## [Kurzauftrag A]
Gib in den Datensätzen alle Zeilen von der Zeile mit „Tag any visible race bib number 10.“ bis einschließlich der Zeile mit „[8,138,105,275]“ vollständig wieder und erhöhe dabei jede Koordinate der Begrenzungsrahmen um 129. Lass die Bilder in deiner Antwort weg.

## [Zitierter Text]

● ● ● ● ●

# Suche Diablo 3 Gästepass



## PapsDizzy (3. Juni 2012)

hi gemeinde,

ich suche immer noch einen gästepass.
wenn da jemand noch einen hat dann würde ich mich freuen wenn ich den haben könnte.
wollte auch mal in das spiel reinschauen bevor ich in den laden gehe um es zu kaufen. kann mich nicht so recht entscheiden ob ich es kaufen soll oder nicht.
die unterschiedlichen bewertungen von groten schlecht bis mega spitze machen einem die entscheidung leider nicht leicht.

wäre super wenn nen gästepass bei mir eintrudeln würde.

greetz papsdizzy


----------



## PapsDizzy (3. Juni 2012)

bin immernoch auf der suche! bitte wer erlöst mich?


----------



## PapsDizzy (3. Juni 2012)

● ● ● ● ●

## [Datensätze zur Aufgabe]
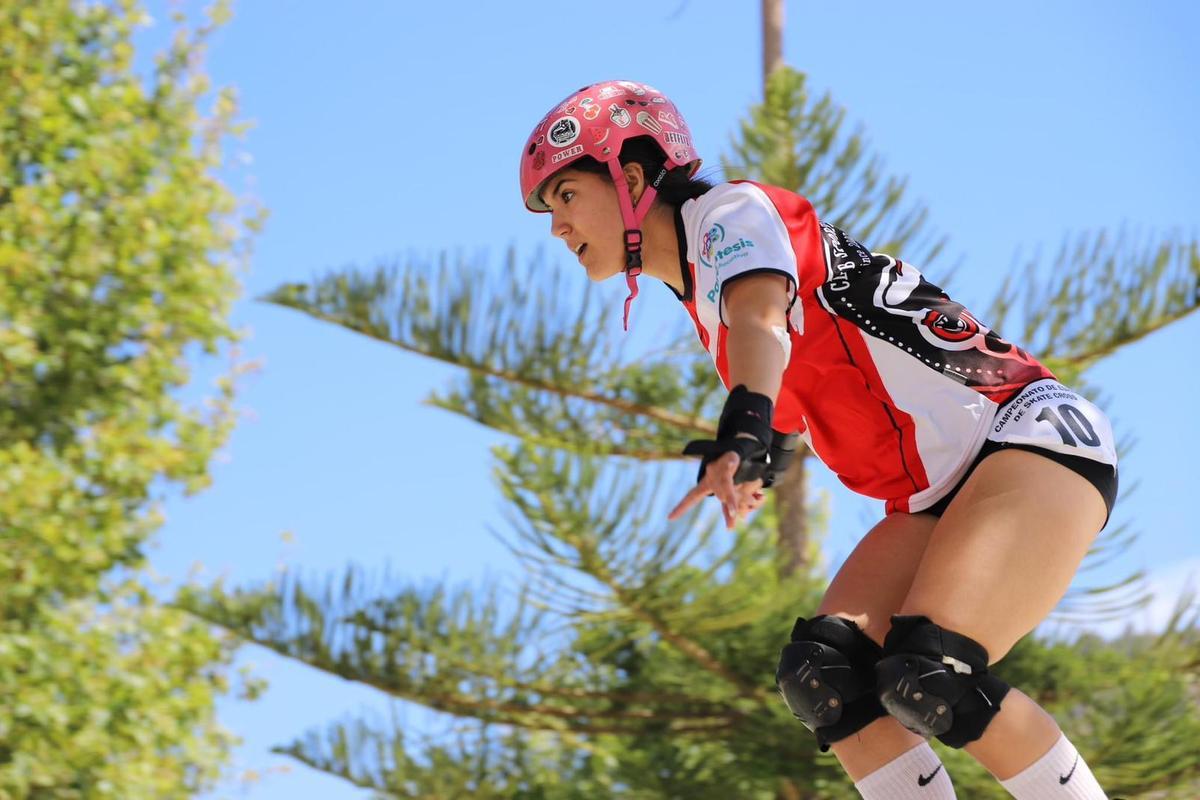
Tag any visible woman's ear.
[622,161,646,205]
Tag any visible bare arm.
[721,272,791,402]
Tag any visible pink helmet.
[521,80,700,330]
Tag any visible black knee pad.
[775,615,887,752]
[875,616,1009,747]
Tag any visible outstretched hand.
[667,452,766,529]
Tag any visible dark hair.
[571,136,713,207]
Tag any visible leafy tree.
[0,0,254,800]
[181,68,1200,800]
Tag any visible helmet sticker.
[638,112,662,139]
[548,116,580,148]
[608,103,632,128]
[550,144,583,164]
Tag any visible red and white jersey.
[680,181,1116,513]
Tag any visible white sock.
[854,741,954,800]
[1000,735,1108,800]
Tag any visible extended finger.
[667,483,709,522]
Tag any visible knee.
[775,615,886,751]
[875,615,1009,747]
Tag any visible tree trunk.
[762,0,784,96]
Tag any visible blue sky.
[139,0,1200,800]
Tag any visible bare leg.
[900,450,1105,780]
[817,513,937,782]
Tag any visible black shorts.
[916,439,1117,525]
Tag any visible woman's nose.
[550,213,571,239]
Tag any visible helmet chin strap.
[608,158,667,331]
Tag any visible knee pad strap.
[775,615,886,752]
[875,616,1009,747]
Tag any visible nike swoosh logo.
[917,764,942,786]
[1058,756,1079,786]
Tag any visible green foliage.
[180,61,1200,800]
[722,67,946,264]
[0,0,257,800]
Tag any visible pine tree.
[180,68,1200,800]
[0,0,259,800]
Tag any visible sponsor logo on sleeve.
[700,222,754,270]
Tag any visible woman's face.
[541,168,625,281]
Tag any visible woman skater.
[521,80,1117,800]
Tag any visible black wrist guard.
[762,431,800,488]
[683,384,774,483]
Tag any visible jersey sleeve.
[697,184,799,323]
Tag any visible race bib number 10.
[988,378,1117,467]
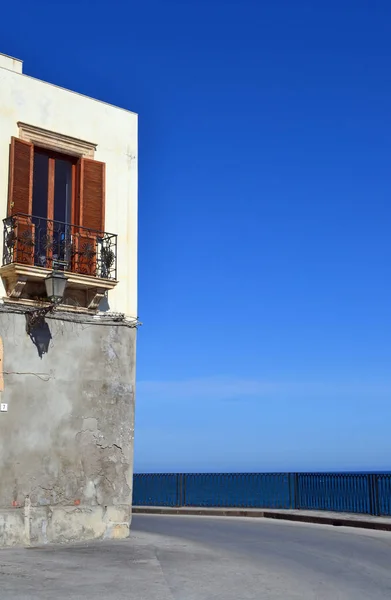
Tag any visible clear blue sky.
[0,0,391,471]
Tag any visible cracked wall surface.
[0,313,136,545]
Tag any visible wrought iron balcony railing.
[3,214,117,280]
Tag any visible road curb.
[133,506,391,531]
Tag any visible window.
[8,138,105,275]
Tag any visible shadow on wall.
[26,319,52,359]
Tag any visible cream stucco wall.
[0,55,138,317]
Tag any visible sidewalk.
[133,506,391,531]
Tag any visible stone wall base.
[0,503,131,547]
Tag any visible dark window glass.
[33,152,49,219]
[54,159,72,224]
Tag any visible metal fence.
[133,473,391,516]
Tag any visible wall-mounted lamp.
[45,271,67,306]
[26,271,67,336]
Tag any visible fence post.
[289,473,300,508]
[367,473,380,515]
[176,473,183,506]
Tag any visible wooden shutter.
[8,137,34,216]
[79,158,106,232]
[77,158,106,276]
[8,137,34,265]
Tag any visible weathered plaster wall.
[0,309,136,545]
[0,54,138,317]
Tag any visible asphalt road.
[133,515,391,600]
[0,515,391,600]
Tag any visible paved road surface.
[134,515,391,600]
[0,515,391,600]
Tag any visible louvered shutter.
[77,158,106,276]
[8,137,34,265]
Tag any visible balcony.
[0,214,117,309]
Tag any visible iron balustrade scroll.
[133,473,391,516]
[3,214,117,280]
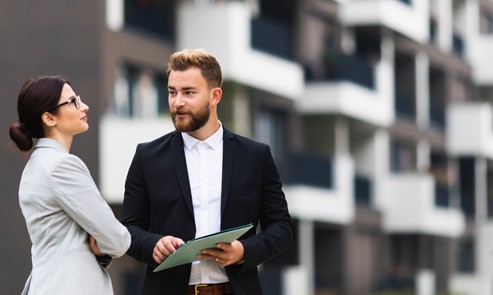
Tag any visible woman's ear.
[41,112,57,127]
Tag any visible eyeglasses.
[50,95,81,112]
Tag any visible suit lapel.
[221,128,235,216]
[171,131,194,216]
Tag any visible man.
[122,49,294,295]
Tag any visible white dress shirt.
[182,125,228,285]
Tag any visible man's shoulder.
[224,129,268,148]
[138,130,179,150]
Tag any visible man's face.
[168,67,212,132]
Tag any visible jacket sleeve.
[51,155,130,257]
[240,147,294,270]
[121,144,162,265]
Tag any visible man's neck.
[187,119,221,141]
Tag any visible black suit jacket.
[122,128,294,295]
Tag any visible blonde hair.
[167,49,223,88]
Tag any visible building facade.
[0,0,493,295]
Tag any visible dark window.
[125,0,175,40]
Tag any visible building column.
[298,219,315,295]
[474,158,488,224]
[415,52,430,129]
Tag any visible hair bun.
[9,122,33,152]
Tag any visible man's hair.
[167,49,223,88]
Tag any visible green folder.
[154,223,253,272]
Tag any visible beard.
[170,104,211,132]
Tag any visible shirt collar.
[181,122,224,150]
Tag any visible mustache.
[171,109,191,115]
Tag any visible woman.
[9,76,130,294]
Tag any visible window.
[108,64,168,117]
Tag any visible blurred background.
[0,0,493,295]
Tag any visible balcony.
[284,155,354,224]
[467,35,493,86]
[99,117,175,204]
[177,2,304,99]
[378,173,465,237]
[445,103,493,159]
[340,0,429,43]
[297,60,395,127]
[281,153,333,189]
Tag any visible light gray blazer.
[19,138,130,295]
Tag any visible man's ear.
[212,87,223,105]
[41,112,57,127]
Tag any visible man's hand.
[89,236,106,256]
[198,240,245,266]
[152,236,184,264]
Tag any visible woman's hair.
[9,76,70,151]
[167,49,223,88]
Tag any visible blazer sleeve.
[51,155,130,257]
[121,144,162,265]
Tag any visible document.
[154,223,253,272]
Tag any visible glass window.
[124,0,175,39]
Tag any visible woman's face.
[55,84,89,136]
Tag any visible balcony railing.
[354,175,372,206]
[280,153,333,188]
[251,17,292,59]
[395,93,416,118]
[435,183,450,208]
[452,33,464,56]
[430,104,445,129]
[399,0,411,5]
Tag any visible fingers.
[198,241,244,266]
[89,236,104,256]
[152,236,183,263]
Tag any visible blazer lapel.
[171,131,194,216]
[221,127,235,216]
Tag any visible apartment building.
[0,0,493,295]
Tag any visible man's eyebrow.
[168,86,197,91]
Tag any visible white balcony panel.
[449,274,493,295]
[381,173,465,237]
[468,35,493,86]
[297,81,394,126]
[339,0,429,42]
[177,2,304,99]
[282,266,313,295]
[99,117,175,204]
[284,155,354,224]
[446,103,493,159]
[475,224,493,278]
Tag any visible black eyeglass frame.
[49,95,81,112]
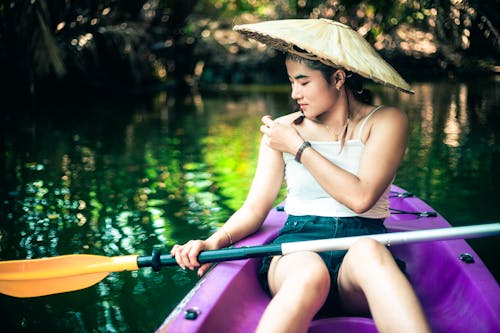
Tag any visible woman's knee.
[342,237,395,276]
[270,253,331,298]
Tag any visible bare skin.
[171,60,429,333]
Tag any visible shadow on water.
[0,80,500,332]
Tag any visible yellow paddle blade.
[0,254,138,297]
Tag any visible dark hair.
[286,52,372,104]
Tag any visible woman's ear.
[332,69,346,91]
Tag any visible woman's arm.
[261,107,408,214]
[171,136,284,276]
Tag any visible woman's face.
[286,59,338,119]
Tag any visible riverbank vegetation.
[0,0,500,104]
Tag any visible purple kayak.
[157,186,500,333]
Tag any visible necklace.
[318,118,351,141]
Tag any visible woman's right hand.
[170,239,211,276]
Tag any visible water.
[0,79,500,332]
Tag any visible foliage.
[0,0,500,102]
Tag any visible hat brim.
[233,19,414,94]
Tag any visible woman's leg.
[257,252,330,333]
[338,238,430,332]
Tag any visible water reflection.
[0,82,500,332]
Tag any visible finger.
[188,244,200,270]
[170,244,180,257]
[198,263,212,277]
[261,115,274,126]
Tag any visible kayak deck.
[157,186,500,333]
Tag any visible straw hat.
[233,19,413,94]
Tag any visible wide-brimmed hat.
[233,19,413,94]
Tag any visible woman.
[171,18,429,332]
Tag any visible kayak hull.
[157,186,500,333]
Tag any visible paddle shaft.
[137,223,500,269]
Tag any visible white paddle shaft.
[281,223,500,254]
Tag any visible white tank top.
[283,105,390,218]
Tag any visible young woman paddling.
[171,20,429,333]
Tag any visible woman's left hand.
[260,116,304,154]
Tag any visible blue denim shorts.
[258,215,402,314]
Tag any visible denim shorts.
[259,215,404,314]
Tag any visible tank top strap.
[358,105,384,141]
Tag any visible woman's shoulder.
[274,111,301,125]
[367,106,407,123]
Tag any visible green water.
[0,79,500,332]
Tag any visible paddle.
[0,223,500,297]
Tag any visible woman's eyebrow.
[288,74,309,80]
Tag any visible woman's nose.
[292,84,302,100]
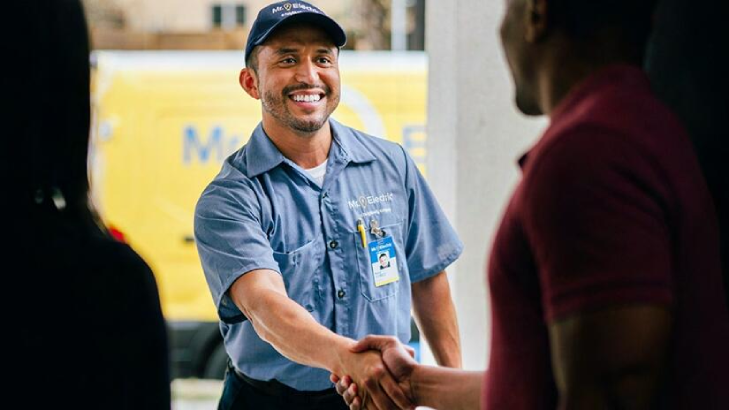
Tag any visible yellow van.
[90,51,427,378]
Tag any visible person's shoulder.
[86,238,152,280]
[332,121,409,167]
[195,146,257,218]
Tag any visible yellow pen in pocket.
[357,219,367,248]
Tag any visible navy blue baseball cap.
[245,1,347,65]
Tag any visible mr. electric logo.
[271,3,321,14]
[347,192,394,210]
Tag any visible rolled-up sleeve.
[403,146,463,283]
[195,180,280,323]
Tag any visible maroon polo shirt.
[483,65,729,410]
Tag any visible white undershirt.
[306,159,328,186]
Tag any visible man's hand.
[342,343,414,410]
[330,336,417,410]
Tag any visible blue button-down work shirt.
[195,120,463,391]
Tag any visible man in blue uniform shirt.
[195,1,463,409]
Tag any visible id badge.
[368,236,400,287]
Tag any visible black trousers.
[218,363,348,410]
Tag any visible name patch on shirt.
[369,236,400,287]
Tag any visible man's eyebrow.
[276,47,299,55]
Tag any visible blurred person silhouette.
[2,0,171,410]
[333,0,729,410]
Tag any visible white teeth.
[292,94,321,102]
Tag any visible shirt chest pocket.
[352,221,410,302]
[273,238,324,312]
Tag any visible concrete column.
[424,0,546,370]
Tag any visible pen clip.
[357,219,367,248]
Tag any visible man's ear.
[524,0,548,43]
[238,67,261,100]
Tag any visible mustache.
[281,83,332,96]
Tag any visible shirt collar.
[245,119,377,178]
[517,64,650,170]
[329,119,377,164]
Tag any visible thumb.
[402,345,415,359]
[349,335,393,353]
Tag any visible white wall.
[424,0,546,370]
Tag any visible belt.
[229,366,337,398]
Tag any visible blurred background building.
[83,0,425,50]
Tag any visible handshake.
[330,336,419,410]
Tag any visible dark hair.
[3,0,106,232]
[548,0,658,47]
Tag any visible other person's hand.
[330,336,417,410]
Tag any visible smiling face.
[380,253,390,268]
[241,25,340,135]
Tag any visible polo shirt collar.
[245,118,376,178]
[329,119,377,164]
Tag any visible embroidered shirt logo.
[347,192,394,209]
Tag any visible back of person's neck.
[538,39,642,115]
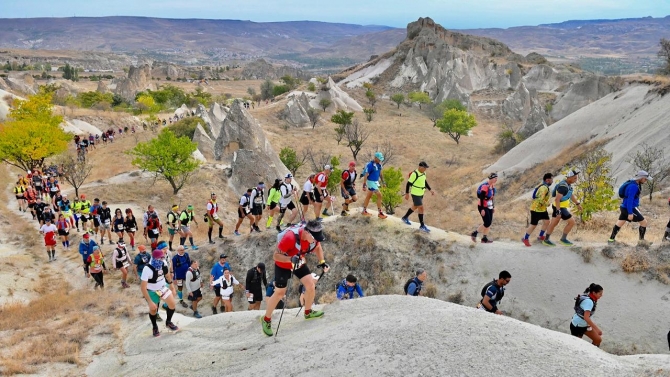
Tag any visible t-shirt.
[572,298,593,327]
[141,266,166,291]
[530,184,551,212]
[365,161,382,182]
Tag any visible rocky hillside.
[340,18,615,137]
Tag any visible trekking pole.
[295,270,326,318]
[275,260,300,342]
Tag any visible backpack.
[619,180,635,199]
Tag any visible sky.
[0,0,670,29]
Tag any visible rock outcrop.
[279,92,310,127]
[112,64,156,101]
[193,100,288,192]
[241,59,309,80]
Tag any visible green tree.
[319,98,333,112]
[564,147,619,222]
[127,128,200,195]
[363,107,377,122]
[330,110,354,145]
[408,92,431,110]
[261,80,275,101]
[380,167,404,215]
[279,147,305,176]
[391,93,405,109]
[0,90,72,171]
[437,109,477,144]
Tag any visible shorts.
[275,264,310,288]
[570,322,589,338]
[619,207,644,223]
[279,202,295,213]
[410,195,423,207]
[551,204,572,220]
[340,186,356,199]
[300,191,314,206]
[366,181,379,192]
[477,206,493,228]
[314,187,323,203]
[530,211,549,225]
[188,289,202,301]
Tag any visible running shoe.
[261,316,272,336]
[305,310,323,319]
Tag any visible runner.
[249,182,265,233]
[205,193,225,245]
[340,161,358,216]
[140,250,179,337]
[79,233,98,277]
[179,204,198,250]
[233,189,254,236]
[542,169,582,246]
[186,260,202,318]
[607,170,652,244]
[470,173,498,243]
[314,165,333,221]
[84,246,107,289]
[98,201,114,245]
[570,283,603,347]
[172,245,191,308]
[40,218,58,262]
[362,152,387,219]
[167,204,184,251]
[261,220,330,336]
[123,208,137,251]
[300,173,319,221]
[335,274,364,300]
[245,262,268,310]
[112,238,130,288]
[112,208,126,241]
[521,173,554,246]
[14,174,28,212]
[56,213,70,250]
[210,268,245,313]
[209,254,230,314]
[402,161,435,233]
[265,178,281,229]
[277,173,298,232]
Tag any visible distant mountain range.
[0,16,670,68]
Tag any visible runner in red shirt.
[261,220,330,336]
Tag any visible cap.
[305,220,325,242]
[633,170,653,180]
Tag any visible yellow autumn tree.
[0,90,72,171]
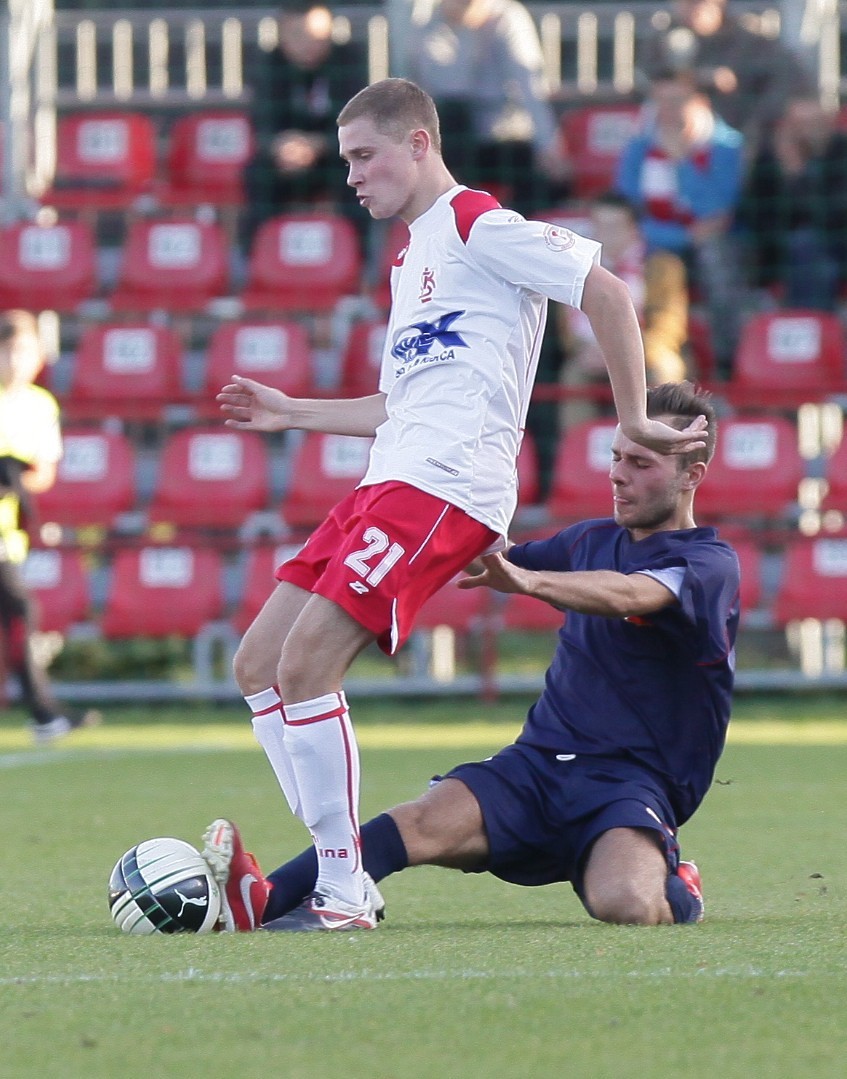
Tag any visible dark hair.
[337,79,441,153]
[647,381,718,467]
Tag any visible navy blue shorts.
[445,743,679,896]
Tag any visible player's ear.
[683,461,706,491]
[409,127,432,161]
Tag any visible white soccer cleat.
[262,873,385,933]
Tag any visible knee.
[586,880,673,926]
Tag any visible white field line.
[0,966,815,988]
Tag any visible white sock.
[244,688,300,817]
[283,693,365,907]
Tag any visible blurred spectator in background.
[639,0,815,153]
[739,96,847,311]
[404,0,568,215]
[0,311,99,742]
[616,70,746,375]
[243,0,368,248]
[557,192,688,428]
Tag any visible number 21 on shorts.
[344,525,406,588]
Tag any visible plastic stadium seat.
[148,425,270,529]
[518,432,541,506]
[232,544,301,633]
[561,105,641,199]
[156,110,256,206]
[23,547,91,633]
[339,318,388,397]
[729,309,847,401]
[774,535,847,625]
[109,218,229,312]
[414,577,490,633]
[695,416,805,523]
[373,217,409,311]
[205,320,314,397]
[63,323,182,419]
[100,547,223,638]
[549,420,616,521]
[41,111,156,210]
[282,432,371,529]
[729,538,762,618]
[0,221,97,312]
[38,431,136,529]
[241,213,361,312]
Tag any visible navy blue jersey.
[508,519,739,824]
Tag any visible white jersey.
[361,187,600,536]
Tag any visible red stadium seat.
[109,218,229,312]
[242,213,361,312]
[339,318,387,397]
[695,416,805,524]
[100,547,223,638]
[41,111,156,210]
[729,309,847,402]
[38,431,136,529]
[822,436,847,514]
[561,105,641,199]
[414,575,490,633]
[518,432,541,506]
[549,420,616,521]
[205,320,314,398]
[23,547,91,633]
[282,432,371,529]
[156,110,256,206]
[0,221,97,312]
[232,544,301,633]
[372,217,409,311]
[774,535,847,625]
[63,323,183,419]
[148,425,270,530]
[728,540,762,618]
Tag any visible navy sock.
[262,812,409,921]
[665,873,702,924]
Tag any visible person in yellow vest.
[0,311,99,743]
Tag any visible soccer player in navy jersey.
[205,382,739,930]
[204,79,706,929]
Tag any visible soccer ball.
[109,837,220,935]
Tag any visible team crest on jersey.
[392,311,467,375]
[544,224,576,251]
[418,267,435,303]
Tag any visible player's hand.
[217,374,293,431]
[620,415,709,455]
[456,555,529,592]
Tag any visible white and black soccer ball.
[109,837,220,935]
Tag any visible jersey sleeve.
[466,209,600,308]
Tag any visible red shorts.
[276,480,497,655]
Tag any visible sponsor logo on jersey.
[544,224,576,251]
[418,267,435,303]
[392,311,467,377]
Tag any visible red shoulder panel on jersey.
[450,190,502,244]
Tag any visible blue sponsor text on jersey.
[391,311,467,375]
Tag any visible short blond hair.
[337,79,441,153]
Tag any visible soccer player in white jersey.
[204,79,706,930]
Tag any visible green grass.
[0,697,847,1079]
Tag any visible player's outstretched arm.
[217,374,386,438]
[583,265,707,454]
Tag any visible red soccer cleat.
[677,862,706,921]
[203,818,271,933]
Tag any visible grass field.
[0,698,847,1079]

● ● ● ● ●

## [Kurzauftrag B]
Beantworte zum Forumsthread über den Diablo-3-Gästepass folgende Fragen:
(i) Für welches Spiel sucht der Verfasser einen Gästepass?
(ii) Was möchte der Verfasser tun, bevor er in den Laden geht, um das Spiel zu kaufen?
(iii) Was macht ihm laut seinem ersten Beitrag die Entscheidung schwer?

## [Schriftliche Antwort A]
Tag any visible race bib number 10.
[1117,507,1246,596]
Tag any visible clear blue sky.
[129,129,520,600]
Tag any visible cracked wall surface.
[129,442,265,674]
Tag any visible wrought iron balcony railing.
[132,343,246,409]
Tag any visible road curb.
[262,635,520,660]
Tag any visible window.
[137,267,234,404]

## [Schriftliche Antwort B]
(i) Für Diablo 3.
(ii) Er möchte erst einmal in das Spiel hineinschauen.
(iii) Die unterschiedlichen Bewertungen des Spiels, die von sehr schlecht bis hervorragend reichen.